◆ Page excerpt

-=-=-

Just as Maverick sang “Great Balls of Fire” at this perfect moment of belonging, the Holy Spirit infused the disciples on that first Pentecost with a feeling of belonging.  We can feel like Mavericks in our own community, we can feel like people who don’t fit, but the Holy Spirit’s fire works in us, making us breathe deeply till we know in the depths of our being that we belong.

 

I’m in many discussions these days about the challenges we face as a city, a state, a nation.  We all have ways to name and describe what’s going on.  I think we face a crisis of belonging.  Much of our politics centers around the question, “Who belongs?”  And many of us wonder in our hearts, “Do I belong?”  Recent events made me realize this: we face a crisis of belonging.

 

The bombing of an Ariana Grande concert in Manchester, England, particularly focused me on the issue of belonging.  A suicide bomber killed twenty-two people and wounded many more in the explosion.  It rends the heart to read the bios of those killed in the terrorist attack.

 

My family thought of our friend Dave Budd who lives in Manchester with his two daughters - a teenager and a young adult, the Ariana Grande demographic.  As everyone who knew anyone in Manchester did, we reached out to Dave.  They were alright.

 

While that gave me relief, even more I treasured his reflection, just a day after the attack on his city.  His email ended with, “The secret to [getting on in our world] is to turn the other cheek and give my Muslim neighbor a great big hug and ask if he’s got any curry going spare.”

 

There’s just something in that closing line - any curry going spare; it’s both an especially British way to say it and evocative of a real connection with his neighbor, a real belonging together.

 

I continued to think about this as news emerged about the suicide bomber, Salman Abedi, a son of Libyan refugees.  He grew up in Manchester; a family friend described him, “He was always friendly, nothing to suggest (he was violent). He was normal, to be honest.”  At some point Abedi became radicalized, embracing the violent ideology of ISIS.  The bare details and the trajectory of his life hardly make sense.

 

A number of researchers have looked into how people become radicalized.  And what they’re coming back to is the issue of belonging.  The youth and young adults who become radicalized felt as if they “belonged nowhere.”  In the research, radicalized youth and young adults felt marginalized by both Western culture and their heritage culture; hence, belonging nowhere.

-=-=-

◆ Information supplied
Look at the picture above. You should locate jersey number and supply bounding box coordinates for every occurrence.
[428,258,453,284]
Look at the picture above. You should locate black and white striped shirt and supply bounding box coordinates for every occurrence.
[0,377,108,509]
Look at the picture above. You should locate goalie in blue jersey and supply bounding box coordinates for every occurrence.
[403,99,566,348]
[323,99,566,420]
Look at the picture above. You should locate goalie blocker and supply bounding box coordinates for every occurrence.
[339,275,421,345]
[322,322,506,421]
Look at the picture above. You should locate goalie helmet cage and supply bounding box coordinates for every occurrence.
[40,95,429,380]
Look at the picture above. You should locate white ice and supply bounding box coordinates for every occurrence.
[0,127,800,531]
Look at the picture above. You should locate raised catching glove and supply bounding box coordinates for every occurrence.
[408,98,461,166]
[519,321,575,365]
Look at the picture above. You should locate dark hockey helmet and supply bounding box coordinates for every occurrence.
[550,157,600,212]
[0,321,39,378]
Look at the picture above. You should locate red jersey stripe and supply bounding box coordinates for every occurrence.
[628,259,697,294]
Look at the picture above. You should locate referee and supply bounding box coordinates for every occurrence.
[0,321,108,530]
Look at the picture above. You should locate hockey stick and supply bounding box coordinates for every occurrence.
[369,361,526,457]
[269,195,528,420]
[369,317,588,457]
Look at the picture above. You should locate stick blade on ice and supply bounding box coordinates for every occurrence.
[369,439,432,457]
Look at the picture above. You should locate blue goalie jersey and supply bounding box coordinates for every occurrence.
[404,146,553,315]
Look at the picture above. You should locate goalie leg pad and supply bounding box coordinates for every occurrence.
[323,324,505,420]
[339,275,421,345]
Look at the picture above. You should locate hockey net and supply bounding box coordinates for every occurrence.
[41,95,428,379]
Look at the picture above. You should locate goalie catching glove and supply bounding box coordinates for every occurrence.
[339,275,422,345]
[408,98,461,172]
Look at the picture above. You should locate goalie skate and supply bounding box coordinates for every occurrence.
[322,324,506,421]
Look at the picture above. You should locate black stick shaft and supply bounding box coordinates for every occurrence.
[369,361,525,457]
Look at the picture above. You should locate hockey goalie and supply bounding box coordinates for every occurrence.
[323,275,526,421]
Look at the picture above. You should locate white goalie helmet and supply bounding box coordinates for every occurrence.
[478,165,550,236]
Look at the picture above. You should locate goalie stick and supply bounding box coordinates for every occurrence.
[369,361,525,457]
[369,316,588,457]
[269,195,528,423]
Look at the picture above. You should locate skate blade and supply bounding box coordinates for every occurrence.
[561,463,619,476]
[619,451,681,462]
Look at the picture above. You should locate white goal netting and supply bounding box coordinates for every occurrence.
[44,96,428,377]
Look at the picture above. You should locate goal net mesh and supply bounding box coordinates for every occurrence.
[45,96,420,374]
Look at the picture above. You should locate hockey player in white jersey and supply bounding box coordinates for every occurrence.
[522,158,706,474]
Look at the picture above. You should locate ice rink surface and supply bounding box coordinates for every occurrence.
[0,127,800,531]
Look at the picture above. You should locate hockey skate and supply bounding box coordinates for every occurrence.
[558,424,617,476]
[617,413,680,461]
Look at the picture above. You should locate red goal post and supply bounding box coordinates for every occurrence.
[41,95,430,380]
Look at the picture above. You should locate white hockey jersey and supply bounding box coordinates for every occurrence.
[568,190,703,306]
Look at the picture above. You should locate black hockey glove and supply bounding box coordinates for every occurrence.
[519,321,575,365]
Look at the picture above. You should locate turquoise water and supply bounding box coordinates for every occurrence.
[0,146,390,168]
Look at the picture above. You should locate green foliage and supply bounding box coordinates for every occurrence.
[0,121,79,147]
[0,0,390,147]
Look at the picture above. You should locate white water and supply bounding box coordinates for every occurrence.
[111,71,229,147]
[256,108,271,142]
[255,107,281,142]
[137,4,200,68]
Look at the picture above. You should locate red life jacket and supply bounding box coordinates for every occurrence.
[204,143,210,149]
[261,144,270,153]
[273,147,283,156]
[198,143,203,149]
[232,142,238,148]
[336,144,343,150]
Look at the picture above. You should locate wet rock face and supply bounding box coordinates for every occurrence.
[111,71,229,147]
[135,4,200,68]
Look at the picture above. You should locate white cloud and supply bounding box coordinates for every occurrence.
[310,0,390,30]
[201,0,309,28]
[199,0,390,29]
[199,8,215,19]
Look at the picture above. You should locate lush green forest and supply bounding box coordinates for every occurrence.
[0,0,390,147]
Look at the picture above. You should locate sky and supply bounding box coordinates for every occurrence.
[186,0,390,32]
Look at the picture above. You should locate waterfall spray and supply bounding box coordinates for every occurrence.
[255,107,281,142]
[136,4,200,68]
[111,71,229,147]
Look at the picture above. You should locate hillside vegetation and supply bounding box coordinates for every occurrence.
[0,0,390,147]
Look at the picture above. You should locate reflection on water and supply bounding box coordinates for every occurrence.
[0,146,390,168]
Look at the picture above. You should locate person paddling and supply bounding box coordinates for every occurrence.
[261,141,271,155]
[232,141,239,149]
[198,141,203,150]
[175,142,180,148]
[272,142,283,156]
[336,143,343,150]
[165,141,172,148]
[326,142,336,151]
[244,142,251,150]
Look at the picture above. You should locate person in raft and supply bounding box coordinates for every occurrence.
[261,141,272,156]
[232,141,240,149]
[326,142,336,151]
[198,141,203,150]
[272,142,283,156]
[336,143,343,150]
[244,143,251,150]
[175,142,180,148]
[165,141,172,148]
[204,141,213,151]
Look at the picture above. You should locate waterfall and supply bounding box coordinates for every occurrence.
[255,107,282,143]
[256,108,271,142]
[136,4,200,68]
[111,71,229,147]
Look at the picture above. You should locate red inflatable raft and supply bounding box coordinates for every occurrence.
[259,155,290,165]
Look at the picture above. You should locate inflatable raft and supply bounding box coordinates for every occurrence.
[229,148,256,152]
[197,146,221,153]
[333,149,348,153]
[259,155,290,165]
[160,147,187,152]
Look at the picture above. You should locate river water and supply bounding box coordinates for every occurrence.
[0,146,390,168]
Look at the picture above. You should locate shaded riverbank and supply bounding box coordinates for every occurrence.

-=-=-

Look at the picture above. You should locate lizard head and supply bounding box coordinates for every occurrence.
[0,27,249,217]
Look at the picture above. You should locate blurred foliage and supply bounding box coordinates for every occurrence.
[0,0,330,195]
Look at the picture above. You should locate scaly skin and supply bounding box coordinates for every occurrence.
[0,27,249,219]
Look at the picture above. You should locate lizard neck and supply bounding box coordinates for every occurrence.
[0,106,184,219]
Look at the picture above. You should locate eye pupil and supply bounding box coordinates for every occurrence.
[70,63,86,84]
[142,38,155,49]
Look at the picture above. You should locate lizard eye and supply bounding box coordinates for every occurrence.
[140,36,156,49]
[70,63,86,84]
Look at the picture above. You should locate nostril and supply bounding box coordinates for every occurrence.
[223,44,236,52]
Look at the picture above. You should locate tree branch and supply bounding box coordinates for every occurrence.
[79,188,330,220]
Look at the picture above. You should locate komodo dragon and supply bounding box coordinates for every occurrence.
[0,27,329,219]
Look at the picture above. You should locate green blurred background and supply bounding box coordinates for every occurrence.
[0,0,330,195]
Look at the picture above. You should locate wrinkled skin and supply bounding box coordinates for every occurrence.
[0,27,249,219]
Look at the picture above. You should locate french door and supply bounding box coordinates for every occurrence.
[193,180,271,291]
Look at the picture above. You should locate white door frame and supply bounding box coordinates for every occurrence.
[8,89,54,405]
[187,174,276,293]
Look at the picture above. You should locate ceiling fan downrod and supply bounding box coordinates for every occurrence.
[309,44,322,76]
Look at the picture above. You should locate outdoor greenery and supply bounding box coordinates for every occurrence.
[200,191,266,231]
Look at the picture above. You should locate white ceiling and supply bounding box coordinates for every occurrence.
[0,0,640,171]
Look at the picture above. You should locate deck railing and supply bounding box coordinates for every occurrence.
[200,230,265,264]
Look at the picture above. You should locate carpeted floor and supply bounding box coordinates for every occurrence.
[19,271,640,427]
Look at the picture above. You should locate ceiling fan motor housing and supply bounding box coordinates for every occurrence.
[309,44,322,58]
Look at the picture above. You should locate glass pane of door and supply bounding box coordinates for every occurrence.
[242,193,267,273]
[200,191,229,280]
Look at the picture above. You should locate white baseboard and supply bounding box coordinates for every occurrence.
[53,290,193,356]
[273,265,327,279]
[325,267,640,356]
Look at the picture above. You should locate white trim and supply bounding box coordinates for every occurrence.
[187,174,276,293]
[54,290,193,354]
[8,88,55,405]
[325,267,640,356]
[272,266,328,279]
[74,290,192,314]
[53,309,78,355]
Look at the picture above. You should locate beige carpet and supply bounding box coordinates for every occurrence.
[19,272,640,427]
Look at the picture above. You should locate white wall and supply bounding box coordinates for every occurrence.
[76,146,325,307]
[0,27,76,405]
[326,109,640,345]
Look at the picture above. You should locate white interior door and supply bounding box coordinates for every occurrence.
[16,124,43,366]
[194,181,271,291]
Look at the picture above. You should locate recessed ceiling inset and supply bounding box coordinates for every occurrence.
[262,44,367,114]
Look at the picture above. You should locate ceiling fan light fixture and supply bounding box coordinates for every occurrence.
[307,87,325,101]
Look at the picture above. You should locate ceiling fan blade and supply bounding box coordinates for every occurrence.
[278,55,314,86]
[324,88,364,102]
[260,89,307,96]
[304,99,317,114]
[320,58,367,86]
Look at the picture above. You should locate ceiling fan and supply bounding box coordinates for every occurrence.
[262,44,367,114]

-=-=-

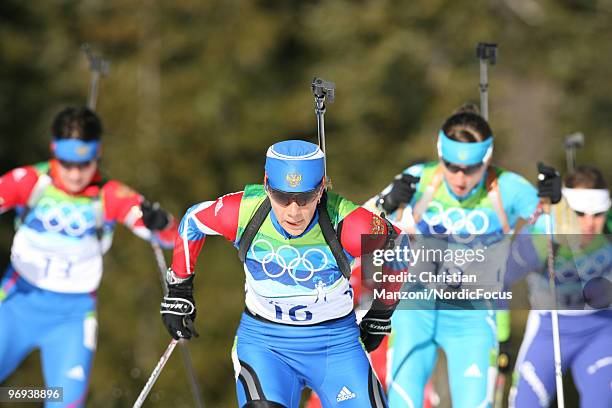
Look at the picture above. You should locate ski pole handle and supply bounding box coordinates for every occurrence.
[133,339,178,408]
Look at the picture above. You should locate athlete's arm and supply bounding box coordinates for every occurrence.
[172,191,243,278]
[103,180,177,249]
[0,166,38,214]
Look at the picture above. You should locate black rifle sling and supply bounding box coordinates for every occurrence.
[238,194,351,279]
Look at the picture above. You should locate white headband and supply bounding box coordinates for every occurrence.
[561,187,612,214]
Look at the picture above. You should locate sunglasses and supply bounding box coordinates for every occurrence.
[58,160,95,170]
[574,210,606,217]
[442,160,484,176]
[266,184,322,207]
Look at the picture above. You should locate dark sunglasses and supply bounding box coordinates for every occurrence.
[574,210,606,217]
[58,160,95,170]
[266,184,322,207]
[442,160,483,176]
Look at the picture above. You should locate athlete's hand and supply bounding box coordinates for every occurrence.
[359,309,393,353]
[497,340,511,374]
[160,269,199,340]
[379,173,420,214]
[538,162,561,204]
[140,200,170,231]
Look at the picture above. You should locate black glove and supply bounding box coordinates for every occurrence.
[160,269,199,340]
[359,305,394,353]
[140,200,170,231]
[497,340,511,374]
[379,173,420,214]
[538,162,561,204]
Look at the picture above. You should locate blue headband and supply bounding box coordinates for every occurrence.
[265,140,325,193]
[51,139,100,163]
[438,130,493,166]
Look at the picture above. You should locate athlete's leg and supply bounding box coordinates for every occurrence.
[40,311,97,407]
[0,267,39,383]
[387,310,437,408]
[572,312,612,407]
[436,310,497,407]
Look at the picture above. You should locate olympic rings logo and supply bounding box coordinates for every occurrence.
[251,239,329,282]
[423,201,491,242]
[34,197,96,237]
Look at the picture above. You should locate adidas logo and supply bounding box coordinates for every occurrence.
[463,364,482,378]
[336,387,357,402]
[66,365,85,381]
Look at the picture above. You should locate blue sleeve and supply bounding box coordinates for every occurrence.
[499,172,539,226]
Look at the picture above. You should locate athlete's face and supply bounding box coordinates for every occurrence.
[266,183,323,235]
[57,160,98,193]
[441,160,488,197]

-=-=-

◆ Goal of the exercise
Answer these questions from the text on belonging:
(a) How many people did the suicide bomber at the Manchester concert kill?
(b) Whose son was Salman Abedi?
(c) According to the research, which two cultures made radicalized youth and young adults feel marginalized?

◆ Your solution
(a) Twenty-two people.
(b) He was a son of Libyan refugees.
(c) Western culture and their heritage culture.